§ **EXTRACTED TEXT**:
· · · · · · ·
China: GDP is around US$7 trillion; population is around 1.3 billion; and amount needed as capital to start a commercial bank is US$10.5 million for a bank with total risk assets of US$100 million as at end of 2011. Chinese banks have been given up to 31 December 2018 to comply with Basle III. This contrasts sharply with Dr Gono’s blind snappy decision.

Brazil: GDP is around US$2.5 trillion; population is around 196 million; and amount needed as capital to start a commercial bank is US$6.6 million as at end of 2011;

USA: GDP is around US$15 trillion; population is around 312 million; The amount needed to start a commercial bank is US$8 million for a bank with total risk assets of US$100 million as at end of 2011;

UK: GDP is around US$2.4 trillion; population is around 62 million; The amount needed to start a commercial bank is US$7 million for a bank with total risk assets of US$100 million as at end of 2011;

Canada: GDP is around US$1.7 trillion; population is around 34 million; The amount needed to start a commercial bank is US$7 million for a bank with total risk assets of US$100 million as at end of 2011;

Russia: GDP is around US$1.9 trillion; population is around 142 million; and amount needed as capital to start a commercial bank is US$10 million as at end of 2011;

From the above incontestable hard facts, it is very clear that the decision by Dr Gono and the RBZ Board to hike capital levels for banks from US$12.5 million to US$100 million is a clear unacceptable error of judgement which flies way out of line with any other country in the world. Their figure of US$100 million was, without doubt, thumb-sucked in isolation of the size of our economy and conditions prevailing on the ground.

As a US$10 billion economy, Zimbabwe has opened a new record of being the most expensive economy to start a bank. In the whole world, Zimbabwe is the only country that has a wild stray of bank minimum capital levels away from the relative size of the economy. This is a very dangerous bad world record!

I urge Zimbabwe to carefully go through the above factual examples and ask why as a country we must allow, even for a minute, Dr Gono’s bizarre decision of US$100 million bank capital to remain in place. Dr Gono must not try to defend this absolute figure, just out of bravado, the US$100 million figure is WRONG. It is based on wrong premises.
· · · · · · ·
Stored records:
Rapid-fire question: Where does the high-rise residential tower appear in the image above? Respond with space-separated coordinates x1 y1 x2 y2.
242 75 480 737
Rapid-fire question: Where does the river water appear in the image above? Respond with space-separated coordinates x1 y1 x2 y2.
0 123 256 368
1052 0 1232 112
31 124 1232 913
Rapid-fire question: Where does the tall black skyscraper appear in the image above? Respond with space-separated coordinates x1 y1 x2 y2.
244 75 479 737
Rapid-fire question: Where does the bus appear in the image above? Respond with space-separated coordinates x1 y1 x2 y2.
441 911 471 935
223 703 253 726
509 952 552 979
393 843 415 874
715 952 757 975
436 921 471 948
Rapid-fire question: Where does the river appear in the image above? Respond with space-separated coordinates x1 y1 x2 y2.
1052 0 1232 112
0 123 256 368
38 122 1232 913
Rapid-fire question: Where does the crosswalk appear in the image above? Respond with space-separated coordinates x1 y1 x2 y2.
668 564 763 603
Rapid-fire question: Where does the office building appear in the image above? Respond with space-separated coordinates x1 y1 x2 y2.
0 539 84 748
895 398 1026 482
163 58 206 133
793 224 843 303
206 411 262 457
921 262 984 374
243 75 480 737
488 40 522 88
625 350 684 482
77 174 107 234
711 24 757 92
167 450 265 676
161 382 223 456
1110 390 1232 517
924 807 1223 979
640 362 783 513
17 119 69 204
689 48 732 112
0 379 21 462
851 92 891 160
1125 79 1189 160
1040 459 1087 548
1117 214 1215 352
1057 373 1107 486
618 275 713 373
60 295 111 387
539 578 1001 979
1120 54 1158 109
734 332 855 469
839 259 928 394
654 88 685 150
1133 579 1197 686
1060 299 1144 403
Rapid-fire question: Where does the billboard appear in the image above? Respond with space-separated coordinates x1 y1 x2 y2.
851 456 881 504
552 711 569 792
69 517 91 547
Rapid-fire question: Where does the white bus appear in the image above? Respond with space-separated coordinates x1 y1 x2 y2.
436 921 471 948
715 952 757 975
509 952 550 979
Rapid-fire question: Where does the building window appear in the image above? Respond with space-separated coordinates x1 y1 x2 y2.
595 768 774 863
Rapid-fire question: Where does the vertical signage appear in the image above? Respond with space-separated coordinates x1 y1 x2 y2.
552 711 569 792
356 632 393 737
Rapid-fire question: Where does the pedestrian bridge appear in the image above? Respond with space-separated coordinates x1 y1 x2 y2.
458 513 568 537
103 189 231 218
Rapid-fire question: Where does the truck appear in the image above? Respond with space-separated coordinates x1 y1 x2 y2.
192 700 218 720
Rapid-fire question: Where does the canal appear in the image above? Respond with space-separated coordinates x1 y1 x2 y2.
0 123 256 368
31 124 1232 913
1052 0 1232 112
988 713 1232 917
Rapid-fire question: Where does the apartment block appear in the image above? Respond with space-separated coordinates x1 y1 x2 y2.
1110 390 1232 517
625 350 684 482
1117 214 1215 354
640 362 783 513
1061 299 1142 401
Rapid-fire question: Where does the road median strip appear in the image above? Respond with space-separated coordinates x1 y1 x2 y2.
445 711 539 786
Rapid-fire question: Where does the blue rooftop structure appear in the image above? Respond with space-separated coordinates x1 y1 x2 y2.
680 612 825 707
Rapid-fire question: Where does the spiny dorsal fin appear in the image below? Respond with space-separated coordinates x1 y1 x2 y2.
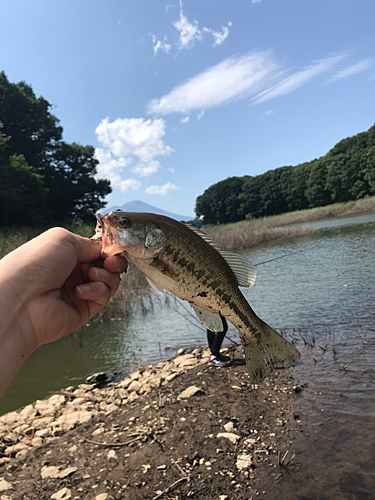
146 276 164 295
190 304 224 332
185 224 256 287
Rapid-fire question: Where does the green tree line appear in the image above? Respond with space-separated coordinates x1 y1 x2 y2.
195 125 375 224
0 72 111 226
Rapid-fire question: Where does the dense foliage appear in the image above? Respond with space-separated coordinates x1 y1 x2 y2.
0 72 111 226
195 125 375 224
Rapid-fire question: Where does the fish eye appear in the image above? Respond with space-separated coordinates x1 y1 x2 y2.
119 217 130 227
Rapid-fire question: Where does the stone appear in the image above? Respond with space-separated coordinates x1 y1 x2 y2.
236 454 253 470
40 465 59 479
177 385 203 399
95 493 108 500
107 450 118 460
0 478 13 491
52 410 94 431
51 488 72 500
4 443 27 457
58 467 78 479
216 432 240 444
128 380 142 392
224 422 234 432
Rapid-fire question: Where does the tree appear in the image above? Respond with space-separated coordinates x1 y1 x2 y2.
0 72 111 225
195 176 246 224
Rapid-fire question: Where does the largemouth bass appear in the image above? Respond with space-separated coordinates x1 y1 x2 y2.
94 210 300 382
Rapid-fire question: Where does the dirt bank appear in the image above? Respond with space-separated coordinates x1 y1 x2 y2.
0 349 304 500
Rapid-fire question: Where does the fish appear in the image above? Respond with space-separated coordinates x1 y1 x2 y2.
93 209 300 383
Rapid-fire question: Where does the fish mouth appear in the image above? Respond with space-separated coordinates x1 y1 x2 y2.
95 215 123 259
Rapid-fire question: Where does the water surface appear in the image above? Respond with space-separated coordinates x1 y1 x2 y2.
0 215 375 500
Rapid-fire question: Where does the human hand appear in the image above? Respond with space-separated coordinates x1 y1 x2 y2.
0 228 127 394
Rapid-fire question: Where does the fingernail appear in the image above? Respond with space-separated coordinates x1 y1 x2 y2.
94 267 109 280
76 284 91 295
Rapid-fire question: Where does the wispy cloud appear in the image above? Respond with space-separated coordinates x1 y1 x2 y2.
95 118 173 191
156 0 232 55
151 33 172 56
145 182 181 196
120 178 142 193
148 51 345 115
328 59 373 82
173 2 202 49
252 55 345 104
203 21 232 47
148 51 280 115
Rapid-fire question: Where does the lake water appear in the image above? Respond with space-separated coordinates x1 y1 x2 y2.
0 214 375 500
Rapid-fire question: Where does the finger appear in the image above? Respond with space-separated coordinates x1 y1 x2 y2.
103 255 128 273
88 267 120 297
76 281 111 308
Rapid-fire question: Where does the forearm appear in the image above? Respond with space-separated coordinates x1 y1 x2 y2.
0 268 37 396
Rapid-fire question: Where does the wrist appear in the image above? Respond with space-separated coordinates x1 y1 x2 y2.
0 257 38 395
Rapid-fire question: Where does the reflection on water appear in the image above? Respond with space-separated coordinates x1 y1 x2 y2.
0 215 375 499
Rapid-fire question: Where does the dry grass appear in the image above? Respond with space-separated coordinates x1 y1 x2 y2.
207 221 314 251
202 197 375 251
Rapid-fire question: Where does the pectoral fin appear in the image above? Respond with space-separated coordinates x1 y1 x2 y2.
219 250 256 287
190 304 224 332
151 258 178 281
146 276 164 295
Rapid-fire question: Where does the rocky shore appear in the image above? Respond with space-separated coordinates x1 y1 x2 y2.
0 348 303 500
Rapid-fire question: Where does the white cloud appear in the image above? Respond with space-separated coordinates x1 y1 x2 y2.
95 148 131 187
95 118 173 191
151 34 172 56
203 21 232 47
132 160 160 177
148 51 280 115
148 50 346 116
145 182 181 196
252 55 345 104
173 0 232 50
173 2 202 49
328 59 372 82
120 178 142 193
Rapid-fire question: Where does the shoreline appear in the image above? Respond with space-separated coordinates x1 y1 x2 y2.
0 348 301 500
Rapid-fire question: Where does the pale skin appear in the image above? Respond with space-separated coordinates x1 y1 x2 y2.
0 228 127 396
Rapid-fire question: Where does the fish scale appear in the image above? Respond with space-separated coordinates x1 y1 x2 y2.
94 210 300 382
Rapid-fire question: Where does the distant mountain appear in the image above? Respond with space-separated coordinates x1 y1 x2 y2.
101 200 195 221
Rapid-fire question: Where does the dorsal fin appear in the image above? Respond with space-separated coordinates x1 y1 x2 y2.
185 224 256 287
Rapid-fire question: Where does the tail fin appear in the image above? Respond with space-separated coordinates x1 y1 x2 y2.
242 321 301 382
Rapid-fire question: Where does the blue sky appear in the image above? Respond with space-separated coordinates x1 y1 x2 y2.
0 0 375 215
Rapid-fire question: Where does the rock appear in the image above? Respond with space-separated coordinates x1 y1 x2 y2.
52 410 94 431
224 422 234 432
51 488 72 500
128 380 141 392
40 465 77 480
40 465 59 479
95 493 108 500
177 385 203 399
174 354 198 368
0 478 13 491
4 443 27 457
216 432 240 444
86 373 107 386
236 455 253 470
107 450 118 460
57 467 78 479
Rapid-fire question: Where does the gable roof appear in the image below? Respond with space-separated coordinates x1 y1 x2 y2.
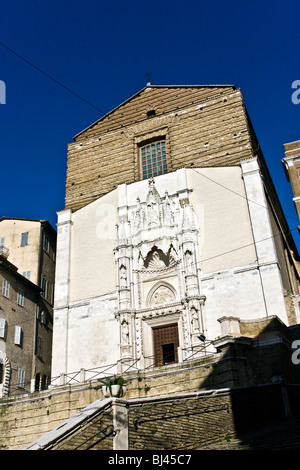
73 84 236 140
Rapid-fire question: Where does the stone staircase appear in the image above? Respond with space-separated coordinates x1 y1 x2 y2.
202 419 300 450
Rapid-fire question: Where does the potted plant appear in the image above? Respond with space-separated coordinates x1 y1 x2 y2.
100 375 126 398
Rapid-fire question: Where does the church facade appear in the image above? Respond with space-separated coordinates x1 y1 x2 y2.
52 84 300 377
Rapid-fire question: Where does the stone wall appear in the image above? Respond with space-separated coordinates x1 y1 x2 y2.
65 86 253 211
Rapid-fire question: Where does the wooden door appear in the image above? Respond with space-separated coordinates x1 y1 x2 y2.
153 324 179 367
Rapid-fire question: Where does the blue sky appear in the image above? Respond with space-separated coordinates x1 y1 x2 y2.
0 0 300 253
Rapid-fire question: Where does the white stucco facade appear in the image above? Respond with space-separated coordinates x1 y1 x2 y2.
52 158 287 377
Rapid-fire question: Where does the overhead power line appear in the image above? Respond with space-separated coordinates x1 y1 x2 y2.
0 41 107 115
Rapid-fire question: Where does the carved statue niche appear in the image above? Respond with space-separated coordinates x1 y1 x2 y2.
146 179 160 228
144 246 170 270
121 318 129 346
191 306 200 333
184 250 193 272
120 264 127 289
149 285 176 305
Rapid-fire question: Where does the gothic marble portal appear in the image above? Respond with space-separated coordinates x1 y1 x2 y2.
115 179 205 367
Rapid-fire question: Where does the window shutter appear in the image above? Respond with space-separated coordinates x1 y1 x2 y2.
36 305 41 321
0 318 7 339
36 337 43 357
15 325 23 346
2 279 10 298
17 289 24 307
18 369 25 388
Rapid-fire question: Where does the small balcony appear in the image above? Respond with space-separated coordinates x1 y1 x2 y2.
0 245 9 258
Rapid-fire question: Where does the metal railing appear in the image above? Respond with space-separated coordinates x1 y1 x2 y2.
51 345 216 386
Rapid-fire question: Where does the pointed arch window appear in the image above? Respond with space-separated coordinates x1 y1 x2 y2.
140 139 168 179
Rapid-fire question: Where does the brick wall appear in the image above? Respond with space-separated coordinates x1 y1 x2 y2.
65 87 253 210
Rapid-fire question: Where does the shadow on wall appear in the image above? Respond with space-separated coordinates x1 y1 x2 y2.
201 317 300 449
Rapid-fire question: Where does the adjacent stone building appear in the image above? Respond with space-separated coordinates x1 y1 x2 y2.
0 217 56 398
52 84 300 384
282 140 300 226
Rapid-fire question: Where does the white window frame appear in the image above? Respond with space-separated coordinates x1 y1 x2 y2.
2 279 10 299
15 325 23 346
21 232 29 246
41 275 48 299
18 369 25 388
17 288 25 307
36 336 43 358
0 318 7 339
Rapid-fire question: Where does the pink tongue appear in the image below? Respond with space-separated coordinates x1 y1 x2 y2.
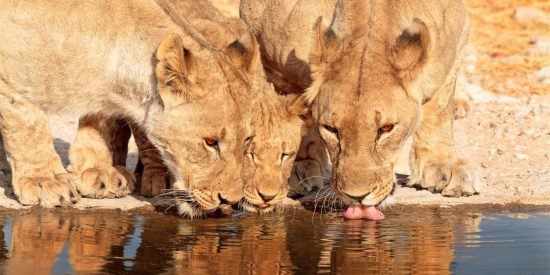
344 205 384 221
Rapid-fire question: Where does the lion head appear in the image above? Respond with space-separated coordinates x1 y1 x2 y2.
241 92 308 213
304 16 430 206
145 32 257 217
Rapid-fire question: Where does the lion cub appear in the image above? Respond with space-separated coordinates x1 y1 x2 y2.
0 0 257 216
67 0 308 215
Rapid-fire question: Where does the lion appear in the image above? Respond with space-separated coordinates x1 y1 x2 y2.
71 0 311 213
240 0 479 218
0 0 257 216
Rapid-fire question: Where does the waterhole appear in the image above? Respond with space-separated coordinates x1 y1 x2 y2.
0 208 550 274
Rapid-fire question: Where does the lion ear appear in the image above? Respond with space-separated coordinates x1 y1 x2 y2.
156 35 195 101
388 18 430 76
224 31 260 73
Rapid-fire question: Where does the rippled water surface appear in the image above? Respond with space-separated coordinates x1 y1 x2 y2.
0 209 550 274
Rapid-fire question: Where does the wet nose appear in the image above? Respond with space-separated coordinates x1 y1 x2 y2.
258 191 277 202
344 192 370 202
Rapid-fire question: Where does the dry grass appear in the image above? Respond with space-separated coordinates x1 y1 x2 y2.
212 0 550 94
465 0 550 94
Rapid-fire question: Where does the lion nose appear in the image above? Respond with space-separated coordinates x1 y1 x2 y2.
344 192 370 203
258 191 277 202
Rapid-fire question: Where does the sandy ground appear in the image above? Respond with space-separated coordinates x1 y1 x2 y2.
0 0 550 210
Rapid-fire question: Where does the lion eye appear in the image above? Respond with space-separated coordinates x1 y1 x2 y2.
323 124 338 135
204 138 219 150
378 124 394 135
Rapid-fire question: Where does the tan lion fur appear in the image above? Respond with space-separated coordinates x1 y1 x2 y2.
71 0 307 212
0 1 258 215
240 0 479 205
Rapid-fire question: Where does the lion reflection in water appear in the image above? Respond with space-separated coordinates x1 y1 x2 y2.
2 213 132 274
0 210 482 274
169 210 481 274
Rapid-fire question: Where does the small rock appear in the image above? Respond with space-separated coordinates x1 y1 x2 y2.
512 7 550 23
514 153 529 160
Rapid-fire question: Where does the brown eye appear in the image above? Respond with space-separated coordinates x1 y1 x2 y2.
204 138 218 148
378 124 394 134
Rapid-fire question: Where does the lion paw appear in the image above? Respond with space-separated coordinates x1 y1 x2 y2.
140 167 170 197
16 174 80 208
288 159 330 195
408 160 481 197
77 165 136 199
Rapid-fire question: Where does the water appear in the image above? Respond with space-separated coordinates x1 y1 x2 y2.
0 208 550 274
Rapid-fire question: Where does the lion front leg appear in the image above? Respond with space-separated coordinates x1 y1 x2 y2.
69 115 135 199
408 78 480 197
132 126 170 197
288 126 331 195
0 90 79 207
0 134 10 175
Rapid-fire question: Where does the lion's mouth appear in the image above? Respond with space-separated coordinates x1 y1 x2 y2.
343 204 384 221
239 199 275 213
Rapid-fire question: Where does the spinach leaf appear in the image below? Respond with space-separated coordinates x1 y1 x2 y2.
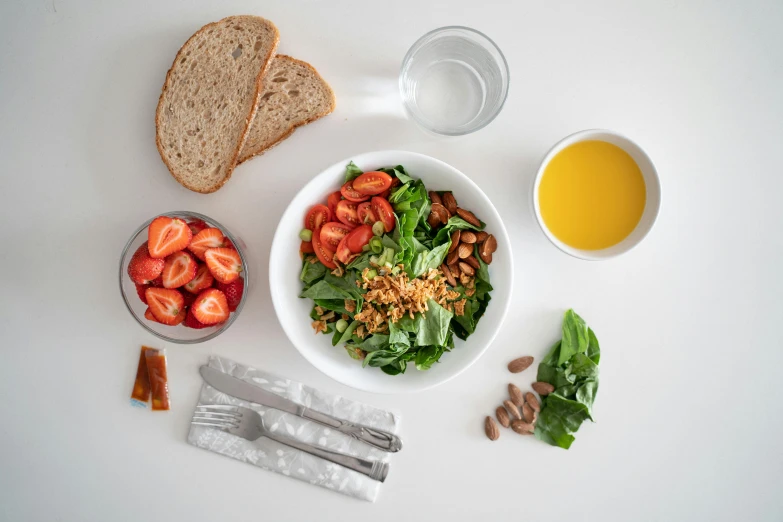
345 161 364 183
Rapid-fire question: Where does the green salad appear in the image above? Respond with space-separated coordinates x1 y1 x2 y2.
300 162 497 375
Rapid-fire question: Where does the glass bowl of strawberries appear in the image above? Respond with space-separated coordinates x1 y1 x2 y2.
120 211 249 344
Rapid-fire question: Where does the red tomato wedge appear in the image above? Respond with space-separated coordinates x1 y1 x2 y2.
161 250 198 288
340 181 370 203
147 216 193 259
337 199 361 228
371 196 395 234
344 225 373 254
326 190 343 219
356 201 378 225
313 230 337 269
192 288 230 325
305 205 332 230
205 248 242 282
353 171 392 196
319 223 351 251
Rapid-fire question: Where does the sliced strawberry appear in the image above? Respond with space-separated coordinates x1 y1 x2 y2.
215 277 245 312
188 219 209 237
161 250 198 288
148 216 193 259
185 263 215 294
188 228 226 261
191 288 230 325
145 288 185 325
182 304 210 330
128 243 165 285
204 248 242 283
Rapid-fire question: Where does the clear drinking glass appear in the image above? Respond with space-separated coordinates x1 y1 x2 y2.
400 26 509 136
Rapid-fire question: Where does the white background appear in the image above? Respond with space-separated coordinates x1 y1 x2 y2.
0 0 783 522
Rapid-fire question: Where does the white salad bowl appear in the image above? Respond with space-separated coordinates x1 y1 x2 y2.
269 150 514 393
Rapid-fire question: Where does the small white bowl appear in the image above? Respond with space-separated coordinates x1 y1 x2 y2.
531 129 661 261
269 150 514 393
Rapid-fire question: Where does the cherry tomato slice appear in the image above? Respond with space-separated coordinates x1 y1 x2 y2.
321 223 351 251
340 181 370 203
345 225 373 254
356 201 378 225
326 190 343 219
305 205 332 230
299 241 315 254
313 229 337 269
335 199 361 228
353 171 392 196
371 196 395 233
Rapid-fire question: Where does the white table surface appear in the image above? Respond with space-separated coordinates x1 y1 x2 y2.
0 0 783 522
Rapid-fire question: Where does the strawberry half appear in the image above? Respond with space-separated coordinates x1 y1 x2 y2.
147 216 193 259
145 288 185 325
190 288 230 325
182 304 210 330
215 277 245 312
128 243 165 285
188 228 226 261
204 248 242 283
161 250 198 288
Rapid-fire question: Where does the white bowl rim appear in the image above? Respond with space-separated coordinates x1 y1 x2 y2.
269 149 514 395
530 128 663 261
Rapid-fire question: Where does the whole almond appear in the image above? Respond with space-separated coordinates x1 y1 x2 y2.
511 420 536 435
508 355 533 373
522 403 536 424
503 399 522 419
464 256 481 270
440 263 457 288
442 192 457 214
462 230 478 245
508 384 525 408
525 392 541 413
457 208 481 227
449 230 460 253
531 382 555 397
495 406 511 428
484 416 500 440
457 261 476 277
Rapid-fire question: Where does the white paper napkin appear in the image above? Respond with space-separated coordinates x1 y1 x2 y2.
188 356 399 502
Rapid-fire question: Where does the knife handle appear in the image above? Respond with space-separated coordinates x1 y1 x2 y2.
301 409 402 452
264 432 389 482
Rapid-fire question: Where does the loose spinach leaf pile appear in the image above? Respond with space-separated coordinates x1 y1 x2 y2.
536 310 601 449
299 162 492 375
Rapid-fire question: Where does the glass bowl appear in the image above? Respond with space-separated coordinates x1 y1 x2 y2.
120 210 250 344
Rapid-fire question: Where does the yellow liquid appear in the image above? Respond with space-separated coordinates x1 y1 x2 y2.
538 141 647 250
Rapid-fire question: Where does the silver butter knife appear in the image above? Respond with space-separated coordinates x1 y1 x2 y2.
199 365 402 452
· · · · · · ·
Recast the paragraph in the text on bank capital levels that begins "China: GDP is around" as a short list, keeping its main facts. None of the records is needed for this work.

- GDP: around US$7 trillion
- Population: around 1.3 billion
- Capital to start a commercial bank (end of 2011): US$10.5 million for a bank with total risk assets of US$100 million
- Deadline for Chinese banks to comply with Basle III: 31 December 2018
- This contrasts sharply with Dr Gono's decision.